» Given exercise: Rewrite every entry below with each "jukebox" changed to "record player" and all other wording left as it is. Leave the pictures out of your answer.

» Raw data:
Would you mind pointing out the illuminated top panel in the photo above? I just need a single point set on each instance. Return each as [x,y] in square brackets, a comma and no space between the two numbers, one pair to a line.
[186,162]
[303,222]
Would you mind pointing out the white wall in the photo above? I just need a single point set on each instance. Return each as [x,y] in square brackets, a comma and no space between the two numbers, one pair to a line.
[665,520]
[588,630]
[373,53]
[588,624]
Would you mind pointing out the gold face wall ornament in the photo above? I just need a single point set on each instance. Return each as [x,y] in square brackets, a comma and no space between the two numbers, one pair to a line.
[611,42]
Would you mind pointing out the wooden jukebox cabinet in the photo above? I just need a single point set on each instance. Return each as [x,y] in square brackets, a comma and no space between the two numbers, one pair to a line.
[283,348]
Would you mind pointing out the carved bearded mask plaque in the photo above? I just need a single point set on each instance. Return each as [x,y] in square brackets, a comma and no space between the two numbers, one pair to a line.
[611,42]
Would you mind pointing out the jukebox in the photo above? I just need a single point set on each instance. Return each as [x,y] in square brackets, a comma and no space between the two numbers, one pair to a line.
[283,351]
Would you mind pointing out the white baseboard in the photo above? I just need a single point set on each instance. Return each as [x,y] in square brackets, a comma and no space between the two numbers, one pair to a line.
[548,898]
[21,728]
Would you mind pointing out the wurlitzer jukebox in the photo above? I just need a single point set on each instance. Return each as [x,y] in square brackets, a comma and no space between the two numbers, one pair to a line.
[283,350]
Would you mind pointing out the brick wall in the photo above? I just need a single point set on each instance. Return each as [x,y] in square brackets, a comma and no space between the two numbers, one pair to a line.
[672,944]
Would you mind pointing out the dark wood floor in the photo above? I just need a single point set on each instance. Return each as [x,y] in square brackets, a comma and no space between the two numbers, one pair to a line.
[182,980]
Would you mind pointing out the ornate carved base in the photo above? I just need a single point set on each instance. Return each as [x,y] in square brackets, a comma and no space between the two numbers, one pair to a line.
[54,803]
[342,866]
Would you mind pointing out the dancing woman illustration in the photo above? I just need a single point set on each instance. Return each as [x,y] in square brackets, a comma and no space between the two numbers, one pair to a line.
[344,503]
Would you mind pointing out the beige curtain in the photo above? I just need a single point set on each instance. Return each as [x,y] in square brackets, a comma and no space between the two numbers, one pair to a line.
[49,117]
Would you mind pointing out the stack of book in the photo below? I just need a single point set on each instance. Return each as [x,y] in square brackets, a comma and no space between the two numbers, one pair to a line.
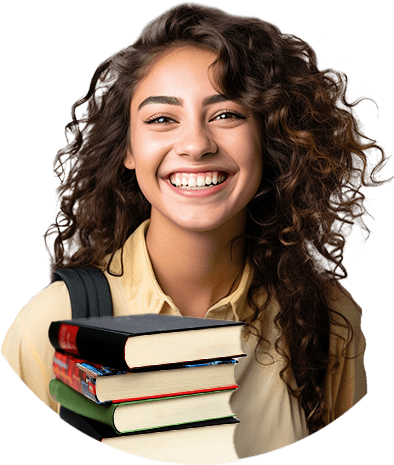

» Completed task:
Would you mind pointing out the illuminated top panel in the photo above? I just need a single point set on each instance. Return each as [x,y] in square brackets, a comma and no space between the two numbers, one pair to a line.
[186,162]
[303,222]
Would you mind pointing out the white wall in the photo above? I just need a single point set on each instance. Return each as [x,y] in square brackets, a comma and no space between the two numbers, one pair to a line.
[665,520]
[588,630]
[373,53]
[588,624]
Would you mind pointing out the gold face wall ornament in the photo above? I just need a single point set on each instance. Return each as [x,y] in square brackets, a comma and no space between the two numbers, one pair to a line.
[611,42]
Would you mind pointing out the wooden record player cabinet in the photo above? I just need a single point set on each instance. Return each as [x,y] in square brackets, a comma and no space between the two numbers, one pair to a line.
[283,348]
Would you mind pointing out the carved bearded mask plaque in the photo above? I just need a single point set on each instance. Return each as [x,y] in square brackets, a comma and no space between the two numbers, one pair to a line.
[611,42]
Would you mind pointing out the record player in the photo above? I just need a single point set on each instance. Return each as [x,y] in square brackets, a comma and no space between the two numbers, one pair to a line.
[283,351]
Would you mind pointing out the white baseboard in the photo above? I just need a single point set on each instance. Return each as [x,y] in square brackets, a comma and no space between the two numbers, one pair to a line.
[548,898]
[21,728]
Would you mind pointing out the wurlitzer record player in the photo above? I just need a single point set on each instance. Return each as [x,y] in square brackets, a comma and no space between the two numbers, one pair to a line.
[283,350]
Would you mind pointing out the brick wall in the photo above? I just need a single point set on each instance. Return each as [x,y] in square brackets, a comma and no space between the two numbers, one pair to a line.
[672,944]
Would you mind pointing out the dark wood floor in the photo above? I just need a single point set on each instance. Return each as [x,y] in square brackets, a comma and no space between the two numbers, one pair to a line.
[182,980]
Would you mind pointing out the ornate carved base in the photo above? I just need a single point set on each instance. Return each as [x,y] in square brackets, a comma and no space between the two numbers, one pair to a line.
[54,803]
[342,866]
Would you mind pointing out the dancing woman illustration in the photo above? I just need a single point set on each instance. Return each as [x,y] in square brackets, a comma and no space between the two numbers, one pair to a line.
[344,503]
Would you mind pointing out the beige curtain in the photo above? I just need a single point set on each instance. Return each as [x,y] in square brackets, a comma and no space between the two numbers, one pair to a line.
[49,117]
Would you mind pointing out the stack of book in the photo below? I just need a single point set on each instance. Return each as [x,y] in square brackets, a comma and no space between the two numbers, one pair to a line.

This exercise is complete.